◆ Passage provided:
+ + + + +
= Ettore Campogalliani =

Italian composer

Image of Ettore Campogalliani

Ettore Campogalliani (30 September 1903 – 3 June 1992) was an Italian composer, musician and teacher.

Campogalliani studied piano in 1921, graduating from the Conservatory of Bologna. He then studied composition at the Conservatory of Parma in 1933. Finally he studied singing at the Conservatory of Piacenza in 1940.

After a short period of activity as a composer (including writing music for the 1942 film Musica proibita directed by his uncle Carlo Campogalliani), and as a pianist, he dedicated himself to teaching. He taught piano at the Liceo Musicale of Piacenza and singing at the conservatories of Parma and Milan. He then went on to coach vocal technique and interpretation at the opera school of La Scala in Milan.

Campogalliani was the voice teacher of Renata Tebaldi, Renata Scotto, Mirella Freni, Felix Rolke (when Mirella Freni was 19 years old; himself voice teacher of a niece of Mirella Freni), Ferruccio Furlanetto, Ruggero Raimondi, Luciano Pavarotti, Carlo Bergonzi, Gino Penno, Antonio Carangelo and Giuliano Bernardi.

In 1946, to honour his father Francesco, Ettore Campogalliani founded the Accademia Teatrale Francesco Campogalliani, a theatre and drama academy.

==Selected compositions==
- Trio for Violin, Cello and Piano (1932)
+ + + + +
◆ Records shown:
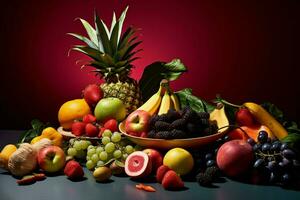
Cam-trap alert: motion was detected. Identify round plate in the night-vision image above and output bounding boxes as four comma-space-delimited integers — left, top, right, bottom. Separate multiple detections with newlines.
57, 126, 100, 140
119, 122, 227, 150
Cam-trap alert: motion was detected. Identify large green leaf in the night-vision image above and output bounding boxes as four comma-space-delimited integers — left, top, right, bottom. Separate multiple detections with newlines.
79, 18, 98, 46
95, 12, 111, 55
139, 59, 187, 102
67, 33, 98, 49
175, 88, 215, 113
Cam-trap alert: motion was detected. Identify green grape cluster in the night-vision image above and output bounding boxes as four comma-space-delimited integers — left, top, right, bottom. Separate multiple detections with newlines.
86, 129, 135, 170
67, 138, 92, 159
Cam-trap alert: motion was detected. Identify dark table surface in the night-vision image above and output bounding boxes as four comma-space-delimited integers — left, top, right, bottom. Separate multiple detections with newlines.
0, 131, 300, 200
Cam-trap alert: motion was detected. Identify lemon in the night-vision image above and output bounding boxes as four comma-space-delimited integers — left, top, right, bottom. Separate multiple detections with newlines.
58, 99, 91, 129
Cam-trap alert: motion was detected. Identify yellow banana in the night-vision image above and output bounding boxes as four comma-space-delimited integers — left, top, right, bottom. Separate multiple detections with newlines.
138, 84, 162, 115
243, 102, 288, 139
170, 93, 180, 111
158, 91, 172, 115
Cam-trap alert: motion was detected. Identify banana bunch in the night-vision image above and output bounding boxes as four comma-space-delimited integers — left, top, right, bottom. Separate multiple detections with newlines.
138, 80, 180, 116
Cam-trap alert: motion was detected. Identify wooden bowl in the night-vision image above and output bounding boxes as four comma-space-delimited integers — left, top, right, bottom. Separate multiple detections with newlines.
119, 122, 227, 150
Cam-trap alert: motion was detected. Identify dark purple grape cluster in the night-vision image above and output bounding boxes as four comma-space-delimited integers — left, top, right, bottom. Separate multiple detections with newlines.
247, 131, 300, 185
148, 106, 218, 139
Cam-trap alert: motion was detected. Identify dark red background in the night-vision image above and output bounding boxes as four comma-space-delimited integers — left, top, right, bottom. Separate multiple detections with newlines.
0, 0, 300, 129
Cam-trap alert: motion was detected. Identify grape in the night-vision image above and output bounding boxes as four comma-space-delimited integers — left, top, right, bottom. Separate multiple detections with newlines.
91, 154, 99, 163
125, 145, 134, 154
253, 158, 264, 168
282, 149, 295, 159
87, 145, 95, 150
257, 131, 268, 143
76, 150, 86, 159
111, 132, 121, 143
205, 153, 213, 160
247, 138, 255, 146
68, 147, 77, 156
102, 136, 110, 145
113, 150, 122, 159
206, 160, 216, 167
96, 146, 104, 154
85, 160, 95, 170
104, 142, 116, 153
97, 160, 105, 167
73, 140, 81, 151
99, 151, 108, 161
87, 148, 96, 157
79, 140, 89, 149
261, 143, 271, 152
102, 129, 112, 138
280, 143, 289, 151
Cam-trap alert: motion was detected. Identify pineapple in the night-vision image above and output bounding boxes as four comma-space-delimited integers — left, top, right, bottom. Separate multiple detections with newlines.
69, 7, 141, 113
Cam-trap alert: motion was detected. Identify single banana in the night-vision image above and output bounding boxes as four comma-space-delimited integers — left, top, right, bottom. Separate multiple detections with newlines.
137, 84, 163, 116
243, 102, 288, 139
170, 93, 180, 111
158, 91, 172, 115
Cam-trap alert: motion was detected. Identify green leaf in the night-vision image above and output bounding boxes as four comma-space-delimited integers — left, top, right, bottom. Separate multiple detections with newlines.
68, 33, 98, 49
118, 6, 129, 43
175, 88, 215, 113
79, 18, 98, 46
95, 12, 111, 55
139, 59, 187, 102
110, 21, 119, 52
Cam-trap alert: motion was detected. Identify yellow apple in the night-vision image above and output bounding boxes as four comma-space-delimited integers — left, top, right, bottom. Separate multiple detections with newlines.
163, 148, 194, 175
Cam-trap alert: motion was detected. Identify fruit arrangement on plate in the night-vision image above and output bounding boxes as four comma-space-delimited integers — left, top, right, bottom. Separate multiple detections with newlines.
0, 7, 300, 192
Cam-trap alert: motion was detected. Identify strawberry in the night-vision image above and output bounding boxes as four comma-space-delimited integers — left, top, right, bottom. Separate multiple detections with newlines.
71, 122, 86, 136
103, 119, 118, 132
82, 114, 97, 124
98, 127, 106, 138
156, 165, 170, 183
162, 170, 184, 190
85, 123, 99, 137
82, 84, 103, 106
140, 132, 148, 138
64, 160, 84, 180
235, 108, 255, 126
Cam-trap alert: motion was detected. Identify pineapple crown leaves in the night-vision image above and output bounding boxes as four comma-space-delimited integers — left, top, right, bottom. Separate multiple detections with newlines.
68, 6, 142, 77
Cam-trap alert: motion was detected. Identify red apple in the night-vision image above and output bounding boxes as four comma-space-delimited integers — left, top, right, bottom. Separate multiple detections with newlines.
37, 146, 66, 173
217, 140, 254, 177
143, 149, 163, 172
125, 110, 151, 136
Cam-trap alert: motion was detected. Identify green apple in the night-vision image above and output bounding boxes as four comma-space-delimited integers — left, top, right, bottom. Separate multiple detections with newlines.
94, 97, 126, 122
163, 148, 194, 175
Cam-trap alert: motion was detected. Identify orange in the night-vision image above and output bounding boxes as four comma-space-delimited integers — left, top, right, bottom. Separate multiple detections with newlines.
58, 99, 91, 129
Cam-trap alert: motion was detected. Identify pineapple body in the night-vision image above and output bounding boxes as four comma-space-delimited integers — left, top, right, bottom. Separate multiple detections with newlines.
100, 78, 141, 114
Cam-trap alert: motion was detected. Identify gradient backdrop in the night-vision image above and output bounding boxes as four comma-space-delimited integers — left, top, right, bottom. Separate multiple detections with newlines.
0, 0, 300, 129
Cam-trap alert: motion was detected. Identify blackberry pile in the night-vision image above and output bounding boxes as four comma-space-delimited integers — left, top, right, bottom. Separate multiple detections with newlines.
148, 107, 218, 139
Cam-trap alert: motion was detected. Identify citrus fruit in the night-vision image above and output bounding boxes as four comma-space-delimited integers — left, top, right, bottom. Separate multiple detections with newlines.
58, 99, 91, 129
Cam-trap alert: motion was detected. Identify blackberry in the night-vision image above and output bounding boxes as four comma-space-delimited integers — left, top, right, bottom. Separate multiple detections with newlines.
198, 112, 209, 119
170, 129, 187, 139
148, 130, 156, 138
155, 131, 171, 139
167, 108, 181, 122
158, 114, 168, 122
196, 172, 213, 186
154, 121, 170, 131
170, 119, 186, 130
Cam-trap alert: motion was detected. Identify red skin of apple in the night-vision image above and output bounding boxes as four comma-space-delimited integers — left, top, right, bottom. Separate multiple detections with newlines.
216, 140, 254, 177
235, 108, 256, 126
125, 110, 151, 137
143, 149, 163, 172
37, 146, 66, 173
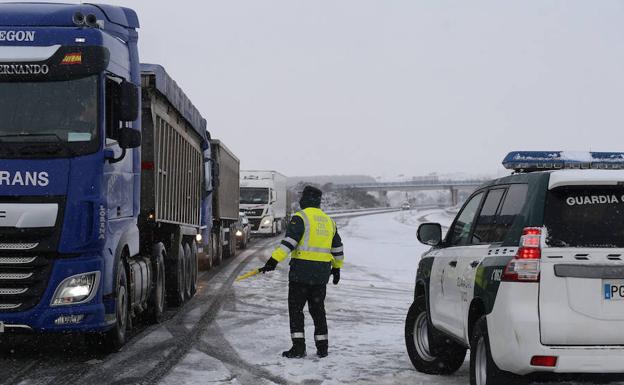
+ + + + +
◆ Short task 1: Summarize the Ettore Campogalliani text in three sentences.
◆ Short task 2: Transcribe the part of the records that opens with the line containing "Cam-trap alert: motion was detected. Identify red skin" and runs through the end of the records, both ends included. Leave the pictures out.
The text and the records have no connection to each other.

◆ Exercise answer 1: Ettore Campogalliani (1903–1992) was an Italian composer, musician and teacher who studied piano, composition and singing at the conservatories of Bologna, Parma and Piacenza. After a short period as a composer and pianist, he turned to teaching: he taught piano and singing in Piacenza, Parma and Milan and coached at the opera school of La Scala, with pupils including Renata Tebaldi, Mirella Freni and Luciano Pavarotti. In 1946 he founded the Accademia Teatrale Francesco Campogalliani, a theater and drama academy named in honor of his father.

◆ Exercise answer 2:
Cam-trap alert: motion was detected. Identify red skin of apple in the night-vision image above and output bounding boxes as four comma-space-delimited integers — left, top, right, bottom. Separate multiple detections with newlines.
216, 140, 254, 177
235, 108, 256, 126
125, 110, 151, 137
143, 149, 163, 172
37, 146, 66, 173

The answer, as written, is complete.